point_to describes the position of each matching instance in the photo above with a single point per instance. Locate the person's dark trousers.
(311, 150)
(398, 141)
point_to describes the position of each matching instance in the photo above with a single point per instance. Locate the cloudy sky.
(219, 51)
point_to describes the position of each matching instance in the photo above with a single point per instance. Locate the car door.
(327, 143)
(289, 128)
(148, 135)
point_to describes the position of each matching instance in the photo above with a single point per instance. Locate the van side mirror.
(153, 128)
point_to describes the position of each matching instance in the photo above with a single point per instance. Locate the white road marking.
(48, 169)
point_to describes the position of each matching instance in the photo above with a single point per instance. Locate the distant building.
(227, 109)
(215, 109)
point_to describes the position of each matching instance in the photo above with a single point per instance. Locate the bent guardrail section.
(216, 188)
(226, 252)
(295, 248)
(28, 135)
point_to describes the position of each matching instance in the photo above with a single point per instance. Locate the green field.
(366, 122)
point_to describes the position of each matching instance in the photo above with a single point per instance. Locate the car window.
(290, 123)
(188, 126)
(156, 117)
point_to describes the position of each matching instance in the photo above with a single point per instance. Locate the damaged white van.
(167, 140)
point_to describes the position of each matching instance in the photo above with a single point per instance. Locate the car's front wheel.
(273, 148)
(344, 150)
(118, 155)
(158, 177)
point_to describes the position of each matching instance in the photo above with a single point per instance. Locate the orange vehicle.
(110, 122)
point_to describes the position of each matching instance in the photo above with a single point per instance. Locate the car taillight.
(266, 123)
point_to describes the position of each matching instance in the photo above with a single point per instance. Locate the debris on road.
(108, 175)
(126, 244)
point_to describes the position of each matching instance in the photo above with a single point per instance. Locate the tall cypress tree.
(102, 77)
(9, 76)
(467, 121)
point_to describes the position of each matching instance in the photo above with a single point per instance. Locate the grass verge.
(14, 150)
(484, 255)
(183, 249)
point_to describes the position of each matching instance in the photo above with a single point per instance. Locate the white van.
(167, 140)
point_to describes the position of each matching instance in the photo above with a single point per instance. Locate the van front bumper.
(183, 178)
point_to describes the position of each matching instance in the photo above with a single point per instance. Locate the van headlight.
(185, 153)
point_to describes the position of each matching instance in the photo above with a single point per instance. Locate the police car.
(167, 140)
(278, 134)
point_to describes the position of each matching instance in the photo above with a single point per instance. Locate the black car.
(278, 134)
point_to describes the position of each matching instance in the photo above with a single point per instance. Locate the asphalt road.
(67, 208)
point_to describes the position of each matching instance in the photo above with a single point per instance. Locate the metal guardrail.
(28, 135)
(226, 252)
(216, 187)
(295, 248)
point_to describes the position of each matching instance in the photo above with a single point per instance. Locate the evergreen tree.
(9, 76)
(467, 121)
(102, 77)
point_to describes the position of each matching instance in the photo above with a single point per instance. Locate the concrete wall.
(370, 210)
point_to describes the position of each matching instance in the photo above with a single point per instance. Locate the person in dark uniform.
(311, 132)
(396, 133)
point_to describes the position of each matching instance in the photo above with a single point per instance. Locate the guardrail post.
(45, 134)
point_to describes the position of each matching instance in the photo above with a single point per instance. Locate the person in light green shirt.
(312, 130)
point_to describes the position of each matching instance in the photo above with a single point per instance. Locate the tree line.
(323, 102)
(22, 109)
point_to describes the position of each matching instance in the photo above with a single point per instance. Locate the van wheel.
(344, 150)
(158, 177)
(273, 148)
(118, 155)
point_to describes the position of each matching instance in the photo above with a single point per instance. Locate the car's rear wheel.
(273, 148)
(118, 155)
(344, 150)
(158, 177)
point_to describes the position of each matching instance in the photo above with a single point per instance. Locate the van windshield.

########################################

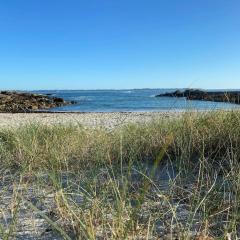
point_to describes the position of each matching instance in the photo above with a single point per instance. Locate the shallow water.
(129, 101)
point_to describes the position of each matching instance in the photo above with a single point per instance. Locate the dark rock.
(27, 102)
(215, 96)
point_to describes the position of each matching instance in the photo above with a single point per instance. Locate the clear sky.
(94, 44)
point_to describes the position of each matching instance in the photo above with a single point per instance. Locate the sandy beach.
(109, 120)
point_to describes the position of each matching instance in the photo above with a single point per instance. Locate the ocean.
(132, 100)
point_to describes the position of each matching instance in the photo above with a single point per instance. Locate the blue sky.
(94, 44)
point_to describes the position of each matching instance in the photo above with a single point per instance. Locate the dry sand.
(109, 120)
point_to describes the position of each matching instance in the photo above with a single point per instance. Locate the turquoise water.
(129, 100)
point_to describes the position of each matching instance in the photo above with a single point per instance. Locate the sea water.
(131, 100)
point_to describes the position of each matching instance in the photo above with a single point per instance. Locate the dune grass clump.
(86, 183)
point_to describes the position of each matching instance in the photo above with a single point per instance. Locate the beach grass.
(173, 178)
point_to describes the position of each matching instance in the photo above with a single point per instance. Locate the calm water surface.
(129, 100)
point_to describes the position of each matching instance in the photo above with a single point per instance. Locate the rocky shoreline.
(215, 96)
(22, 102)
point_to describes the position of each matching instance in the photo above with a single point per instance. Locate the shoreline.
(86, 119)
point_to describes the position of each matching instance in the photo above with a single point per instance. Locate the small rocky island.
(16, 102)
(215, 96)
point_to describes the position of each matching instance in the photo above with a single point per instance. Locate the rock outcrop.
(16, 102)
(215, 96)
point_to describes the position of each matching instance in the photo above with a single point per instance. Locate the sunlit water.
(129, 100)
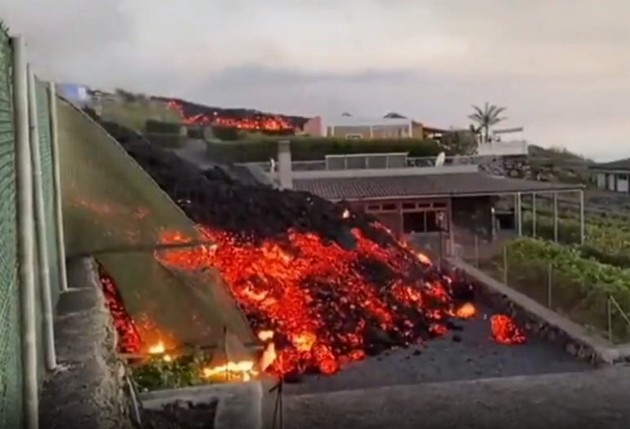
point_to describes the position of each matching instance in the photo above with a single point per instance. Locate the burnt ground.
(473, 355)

########################################

## What the task requires
Count how many lines in the records above contain the string "shoreline", and give only that number.

## Complete response
2